**USING THE INFORMATION:**
**a.** In the CLiC-it 2025 announcement, what share of Minerva-7B's pretraining corpus is Italian?
**b.** Reproduce the CLiC-it 2025 announcement word for word between "Sapienza NLP @" and "sustainable LLM evaluation.", inclusive.
PAGE EXTRACT Block Start
Sapienza NLP @ CLiC-it 2025
Two papers accepted at CLiC-it 2025!
We're excited to present two papers at CLiC-it 2025! Find us in Cagliari talking about continual pretraining and sustainable LLM evaluation.
What we Learned from Continually Training Minerva: a Case Study on Italian
by L. Moroni, T. Bonomo, L. Gioffré, L. Xu, D. Fedele, L. Colosi, A. S. Bejgu, A. Scirè, R. Navigli
Modern Large Language Models (LLMs) are commonly trained through a multi-stage pipeline encompassing pretraining and supervised finetuning. While recent studies have extensively investigated the benefits of continual pretraining on high-quality data, these efforts have focused primarily on English. In this work, we explore the effectiveness of various data mixtures in a continual pretraining setting to enhance performance on Italian-language tasks. Leveraging Minerva-7B, a fully open-source LLM pretrained on a corpus composed of 50% Italian, we define and evaluate three distinct data recipes – comprising mathematical, encyclopedic, and copyrighted content – spanning both Italian and English. We also investigate the effect of extending the model’s context window during continual pretraining on its ability to handle long-context tasks. To support our evaluation, we introduce INDAQA, a new benchmark for narrative question answering in Italian. Our results reveal that both data composition and increased context length substantially improve performance, offering valuable insights into continual pretraining strategies for less represented languages within an open scientific framework.
PAGE EXTRACT Block End
EXCERPTED DATA Block Start
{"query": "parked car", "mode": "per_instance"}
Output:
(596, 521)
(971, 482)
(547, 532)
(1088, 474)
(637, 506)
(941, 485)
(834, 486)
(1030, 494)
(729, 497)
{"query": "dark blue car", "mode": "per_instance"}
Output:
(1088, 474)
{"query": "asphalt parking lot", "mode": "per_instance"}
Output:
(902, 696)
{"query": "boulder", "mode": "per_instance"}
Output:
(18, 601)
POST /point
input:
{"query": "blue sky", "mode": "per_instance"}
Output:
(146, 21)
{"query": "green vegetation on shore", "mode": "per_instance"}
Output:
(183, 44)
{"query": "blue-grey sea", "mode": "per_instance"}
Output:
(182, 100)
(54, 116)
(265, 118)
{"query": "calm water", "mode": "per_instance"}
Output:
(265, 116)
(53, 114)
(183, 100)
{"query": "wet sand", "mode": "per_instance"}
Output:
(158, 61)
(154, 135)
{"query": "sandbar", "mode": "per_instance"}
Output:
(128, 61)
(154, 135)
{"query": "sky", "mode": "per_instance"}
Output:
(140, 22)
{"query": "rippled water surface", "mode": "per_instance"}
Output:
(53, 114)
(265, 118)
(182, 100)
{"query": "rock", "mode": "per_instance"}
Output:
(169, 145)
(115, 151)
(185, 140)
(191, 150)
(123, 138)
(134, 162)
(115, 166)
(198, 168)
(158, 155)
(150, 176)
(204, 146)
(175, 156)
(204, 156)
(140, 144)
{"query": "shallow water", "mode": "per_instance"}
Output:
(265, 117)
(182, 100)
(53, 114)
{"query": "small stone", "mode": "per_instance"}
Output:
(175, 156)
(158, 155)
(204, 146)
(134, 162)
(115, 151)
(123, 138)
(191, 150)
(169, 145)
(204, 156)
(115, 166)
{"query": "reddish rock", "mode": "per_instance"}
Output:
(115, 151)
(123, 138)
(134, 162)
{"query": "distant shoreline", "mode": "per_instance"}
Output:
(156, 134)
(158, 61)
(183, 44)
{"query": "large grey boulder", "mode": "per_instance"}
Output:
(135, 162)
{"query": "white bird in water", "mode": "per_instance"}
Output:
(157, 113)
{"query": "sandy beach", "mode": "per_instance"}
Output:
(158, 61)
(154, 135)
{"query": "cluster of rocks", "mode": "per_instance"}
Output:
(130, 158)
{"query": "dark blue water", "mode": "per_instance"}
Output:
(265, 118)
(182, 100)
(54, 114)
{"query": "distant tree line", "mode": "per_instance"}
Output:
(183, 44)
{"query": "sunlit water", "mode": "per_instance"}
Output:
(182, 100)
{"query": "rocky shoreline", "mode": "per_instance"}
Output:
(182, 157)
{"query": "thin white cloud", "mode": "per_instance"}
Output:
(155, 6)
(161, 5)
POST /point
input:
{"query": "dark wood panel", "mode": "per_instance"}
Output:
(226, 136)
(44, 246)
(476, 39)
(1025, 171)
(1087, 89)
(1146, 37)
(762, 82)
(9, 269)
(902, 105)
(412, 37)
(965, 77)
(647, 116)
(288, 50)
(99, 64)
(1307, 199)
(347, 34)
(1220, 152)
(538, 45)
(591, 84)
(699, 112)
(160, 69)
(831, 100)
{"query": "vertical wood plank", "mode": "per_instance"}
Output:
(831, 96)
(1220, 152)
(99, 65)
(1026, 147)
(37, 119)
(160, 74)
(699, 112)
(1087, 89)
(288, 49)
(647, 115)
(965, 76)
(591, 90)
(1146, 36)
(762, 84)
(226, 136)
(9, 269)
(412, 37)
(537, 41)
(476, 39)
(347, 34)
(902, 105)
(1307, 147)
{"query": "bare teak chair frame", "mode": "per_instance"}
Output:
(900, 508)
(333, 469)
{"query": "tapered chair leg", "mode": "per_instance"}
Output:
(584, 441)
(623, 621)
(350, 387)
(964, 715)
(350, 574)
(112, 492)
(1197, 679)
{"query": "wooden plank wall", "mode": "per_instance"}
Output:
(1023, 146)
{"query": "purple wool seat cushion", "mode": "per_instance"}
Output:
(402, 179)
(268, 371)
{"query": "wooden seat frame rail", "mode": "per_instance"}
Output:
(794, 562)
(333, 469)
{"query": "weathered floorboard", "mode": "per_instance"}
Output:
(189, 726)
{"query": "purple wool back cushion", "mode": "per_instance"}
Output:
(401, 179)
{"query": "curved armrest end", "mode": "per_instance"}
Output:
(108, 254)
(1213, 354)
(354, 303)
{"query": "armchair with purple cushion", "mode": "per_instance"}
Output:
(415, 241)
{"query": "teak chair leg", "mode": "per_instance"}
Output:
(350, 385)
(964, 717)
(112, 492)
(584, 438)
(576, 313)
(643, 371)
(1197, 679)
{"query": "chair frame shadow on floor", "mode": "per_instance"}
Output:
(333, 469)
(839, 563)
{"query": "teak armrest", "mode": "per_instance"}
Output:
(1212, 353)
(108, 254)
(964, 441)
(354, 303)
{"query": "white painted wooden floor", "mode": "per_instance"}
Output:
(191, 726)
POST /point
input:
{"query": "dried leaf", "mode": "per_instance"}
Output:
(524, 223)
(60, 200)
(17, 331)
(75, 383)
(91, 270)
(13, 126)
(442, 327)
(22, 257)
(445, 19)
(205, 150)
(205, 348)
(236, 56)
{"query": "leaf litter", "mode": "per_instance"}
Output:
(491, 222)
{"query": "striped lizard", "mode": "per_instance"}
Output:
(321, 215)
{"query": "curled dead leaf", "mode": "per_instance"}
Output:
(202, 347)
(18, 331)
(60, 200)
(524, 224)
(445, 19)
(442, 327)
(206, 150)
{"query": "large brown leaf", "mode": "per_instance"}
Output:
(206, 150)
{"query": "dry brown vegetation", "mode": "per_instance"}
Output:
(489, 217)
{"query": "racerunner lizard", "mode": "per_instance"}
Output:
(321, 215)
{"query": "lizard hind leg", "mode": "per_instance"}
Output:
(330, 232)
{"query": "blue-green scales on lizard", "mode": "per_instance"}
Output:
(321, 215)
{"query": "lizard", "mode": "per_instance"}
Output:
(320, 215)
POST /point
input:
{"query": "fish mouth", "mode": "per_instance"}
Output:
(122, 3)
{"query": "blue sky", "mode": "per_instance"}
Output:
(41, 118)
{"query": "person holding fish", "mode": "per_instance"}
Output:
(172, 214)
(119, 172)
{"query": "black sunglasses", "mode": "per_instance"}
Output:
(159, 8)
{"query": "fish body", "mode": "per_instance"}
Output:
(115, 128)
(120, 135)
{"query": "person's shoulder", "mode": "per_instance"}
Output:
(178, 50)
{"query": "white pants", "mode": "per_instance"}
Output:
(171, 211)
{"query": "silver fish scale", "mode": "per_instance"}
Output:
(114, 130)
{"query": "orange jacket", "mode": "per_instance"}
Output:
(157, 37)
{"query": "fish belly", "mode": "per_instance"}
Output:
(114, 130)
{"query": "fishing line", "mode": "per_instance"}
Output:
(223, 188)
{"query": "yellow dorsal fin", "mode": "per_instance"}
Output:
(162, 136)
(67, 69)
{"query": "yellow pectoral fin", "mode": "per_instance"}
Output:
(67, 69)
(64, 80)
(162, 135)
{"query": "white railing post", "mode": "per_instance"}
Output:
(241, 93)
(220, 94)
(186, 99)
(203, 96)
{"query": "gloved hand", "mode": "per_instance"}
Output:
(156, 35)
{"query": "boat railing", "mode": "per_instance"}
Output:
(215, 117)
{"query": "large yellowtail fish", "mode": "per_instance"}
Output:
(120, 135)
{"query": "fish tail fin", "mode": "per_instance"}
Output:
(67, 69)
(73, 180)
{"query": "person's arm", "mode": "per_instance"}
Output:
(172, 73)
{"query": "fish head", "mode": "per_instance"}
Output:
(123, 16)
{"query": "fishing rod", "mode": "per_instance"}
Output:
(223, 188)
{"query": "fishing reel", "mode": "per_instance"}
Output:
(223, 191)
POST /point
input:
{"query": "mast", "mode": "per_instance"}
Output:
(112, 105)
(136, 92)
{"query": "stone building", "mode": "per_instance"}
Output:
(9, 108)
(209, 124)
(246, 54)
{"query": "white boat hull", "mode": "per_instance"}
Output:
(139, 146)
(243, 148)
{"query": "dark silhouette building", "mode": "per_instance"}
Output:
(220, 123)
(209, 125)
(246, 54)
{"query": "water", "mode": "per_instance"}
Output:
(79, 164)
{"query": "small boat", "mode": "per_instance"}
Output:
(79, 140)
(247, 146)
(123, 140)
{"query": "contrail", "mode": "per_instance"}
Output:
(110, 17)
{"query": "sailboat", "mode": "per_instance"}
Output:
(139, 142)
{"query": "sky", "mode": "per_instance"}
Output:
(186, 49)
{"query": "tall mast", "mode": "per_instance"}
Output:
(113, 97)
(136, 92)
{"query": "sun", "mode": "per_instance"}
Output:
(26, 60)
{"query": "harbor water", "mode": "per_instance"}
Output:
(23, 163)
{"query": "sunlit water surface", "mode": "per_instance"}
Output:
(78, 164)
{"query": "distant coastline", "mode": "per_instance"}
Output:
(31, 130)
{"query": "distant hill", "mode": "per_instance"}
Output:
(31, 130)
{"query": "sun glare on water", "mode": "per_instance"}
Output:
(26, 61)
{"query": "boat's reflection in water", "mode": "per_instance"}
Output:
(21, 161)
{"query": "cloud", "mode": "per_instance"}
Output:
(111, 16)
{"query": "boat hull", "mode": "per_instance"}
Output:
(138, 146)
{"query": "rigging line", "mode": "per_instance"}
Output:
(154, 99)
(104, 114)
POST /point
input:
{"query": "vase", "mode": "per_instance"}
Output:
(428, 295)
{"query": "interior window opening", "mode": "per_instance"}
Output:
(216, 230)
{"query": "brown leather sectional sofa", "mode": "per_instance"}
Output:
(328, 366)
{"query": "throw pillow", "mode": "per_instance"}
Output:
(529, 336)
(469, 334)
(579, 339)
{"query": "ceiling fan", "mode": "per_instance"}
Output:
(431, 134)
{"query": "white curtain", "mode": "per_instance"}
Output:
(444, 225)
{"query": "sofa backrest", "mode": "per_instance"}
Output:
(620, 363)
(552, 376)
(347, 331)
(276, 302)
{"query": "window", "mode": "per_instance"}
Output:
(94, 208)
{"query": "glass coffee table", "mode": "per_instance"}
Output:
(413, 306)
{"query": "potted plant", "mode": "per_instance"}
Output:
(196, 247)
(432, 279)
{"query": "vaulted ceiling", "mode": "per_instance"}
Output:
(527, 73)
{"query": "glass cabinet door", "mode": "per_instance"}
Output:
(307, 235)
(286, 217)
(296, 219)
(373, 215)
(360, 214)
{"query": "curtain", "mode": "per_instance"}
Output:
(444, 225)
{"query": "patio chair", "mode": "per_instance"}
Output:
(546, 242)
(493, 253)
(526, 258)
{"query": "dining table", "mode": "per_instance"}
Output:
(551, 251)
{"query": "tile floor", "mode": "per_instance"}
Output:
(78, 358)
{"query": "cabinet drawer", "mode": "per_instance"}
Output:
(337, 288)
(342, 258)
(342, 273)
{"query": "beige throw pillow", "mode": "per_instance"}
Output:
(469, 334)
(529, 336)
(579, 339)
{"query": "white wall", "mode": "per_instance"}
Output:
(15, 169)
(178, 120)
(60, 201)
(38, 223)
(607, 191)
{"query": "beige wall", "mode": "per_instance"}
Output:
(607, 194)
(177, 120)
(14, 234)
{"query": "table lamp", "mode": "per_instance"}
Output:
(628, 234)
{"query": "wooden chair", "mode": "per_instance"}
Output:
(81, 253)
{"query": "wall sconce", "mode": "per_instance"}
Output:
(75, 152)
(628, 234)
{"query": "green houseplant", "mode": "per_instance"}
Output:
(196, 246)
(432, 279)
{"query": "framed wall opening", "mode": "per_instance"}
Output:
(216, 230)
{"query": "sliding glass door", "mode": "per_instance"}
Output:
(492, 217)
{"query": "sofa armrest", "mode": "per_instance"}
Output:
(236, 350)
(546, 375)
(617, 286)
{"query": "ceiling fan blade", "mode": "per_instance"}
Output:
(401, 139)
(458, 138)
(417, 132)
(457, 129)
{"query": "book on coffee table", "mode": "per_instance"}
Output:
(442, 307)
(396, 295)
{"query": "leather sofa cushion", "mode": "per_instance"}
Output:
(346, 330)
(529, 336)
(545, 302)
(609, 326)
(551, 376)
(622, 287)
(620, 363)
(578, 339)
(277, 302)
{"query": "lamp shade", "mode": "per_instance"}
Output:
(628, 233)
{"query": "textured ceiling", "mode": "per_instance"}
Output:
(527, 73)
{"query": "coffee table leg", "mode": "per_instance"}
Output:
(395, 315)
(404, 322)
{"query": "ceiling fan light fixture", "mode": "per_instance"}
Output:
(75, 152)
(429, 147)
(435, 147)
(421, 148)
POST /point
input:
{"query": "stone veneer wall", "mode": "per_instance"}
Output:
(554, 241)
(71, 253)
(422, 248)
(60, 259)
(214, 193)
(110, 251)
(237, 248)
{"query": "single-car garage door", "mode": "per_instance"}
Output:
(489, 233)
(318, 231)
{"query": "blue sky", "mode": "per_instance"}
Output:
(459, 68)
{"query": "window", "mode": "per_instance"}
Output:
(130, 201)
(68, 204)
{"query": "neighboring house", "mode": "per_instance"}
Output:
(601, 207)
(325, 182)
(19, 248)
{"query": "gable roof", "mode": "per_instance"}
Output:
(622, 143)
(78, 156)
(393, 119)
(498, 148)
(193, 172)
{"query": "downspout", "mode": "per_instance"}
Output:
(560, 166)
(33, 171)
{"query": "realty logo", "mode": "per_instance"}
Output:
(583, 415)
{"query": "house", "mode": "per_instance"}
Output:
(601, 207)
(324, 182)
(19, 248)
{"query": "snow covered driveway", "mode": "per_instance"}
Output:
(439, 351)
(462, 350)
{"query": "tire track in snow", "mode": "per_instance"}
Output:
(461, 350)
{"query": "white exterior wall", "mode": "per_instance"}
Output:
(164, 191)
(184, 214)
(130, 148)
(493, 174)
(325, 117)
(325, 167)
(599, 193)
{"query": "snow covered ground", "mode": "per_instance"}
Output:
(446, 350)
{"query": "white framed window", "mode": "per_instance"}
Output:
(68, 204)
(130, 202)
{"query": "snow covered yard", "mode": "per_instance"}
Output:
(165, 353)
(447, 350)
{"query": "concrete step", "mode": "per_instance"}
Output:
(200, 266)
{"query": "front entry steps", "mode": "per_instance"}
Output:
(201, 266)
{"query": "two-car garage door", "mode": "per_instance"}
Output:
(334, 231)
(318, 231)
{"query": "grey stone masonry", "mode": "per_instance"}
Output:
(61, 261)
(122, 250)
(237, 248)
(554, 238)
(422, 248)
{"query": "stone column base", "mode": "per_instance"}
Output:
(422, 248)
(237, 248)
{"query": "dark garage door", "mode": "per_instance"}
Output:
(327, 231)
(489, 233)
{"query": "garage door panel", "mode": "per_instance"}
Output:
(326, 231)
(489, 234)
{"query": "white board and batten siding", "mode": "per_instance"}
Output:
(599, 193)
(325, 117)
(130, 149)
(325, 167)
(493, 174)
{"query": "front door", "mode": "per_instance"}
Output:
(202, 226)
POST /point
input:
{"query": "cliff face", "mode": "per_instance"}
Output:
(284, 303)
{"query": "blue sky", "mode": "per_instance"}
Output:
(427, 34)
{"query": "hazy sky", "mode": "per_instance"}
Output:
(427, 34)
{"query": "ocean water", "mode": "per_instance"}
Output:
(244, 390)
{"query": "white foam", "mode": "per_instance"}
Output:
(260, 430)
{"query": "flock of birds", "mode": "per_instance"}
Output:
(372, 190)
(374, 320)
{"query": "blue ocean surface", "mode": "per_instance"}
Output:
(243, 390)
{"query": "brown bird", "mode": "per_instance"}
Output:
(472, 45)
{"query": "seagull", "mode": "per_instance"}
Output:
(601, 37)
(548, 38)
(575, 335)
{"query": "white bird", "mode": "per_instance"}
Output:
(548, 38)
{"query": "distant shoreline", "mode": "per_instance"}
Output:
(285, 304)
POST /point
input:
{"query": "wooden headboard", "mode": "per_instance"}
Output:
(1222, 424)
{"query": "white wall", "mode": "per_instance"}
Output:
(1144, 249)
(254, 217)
EXCERPTED DATA Block End
**ANSWER SECTION:**
**a.** 50%

**b.**
Sapienza NLP @ CLiC-it 2025
Two papers accepted at CLiC-it 2025!
We're excited to present two papers at CLiC-it 2025! Find us in Cagliari talking about continual pretraining and sustainable LLM evaluation.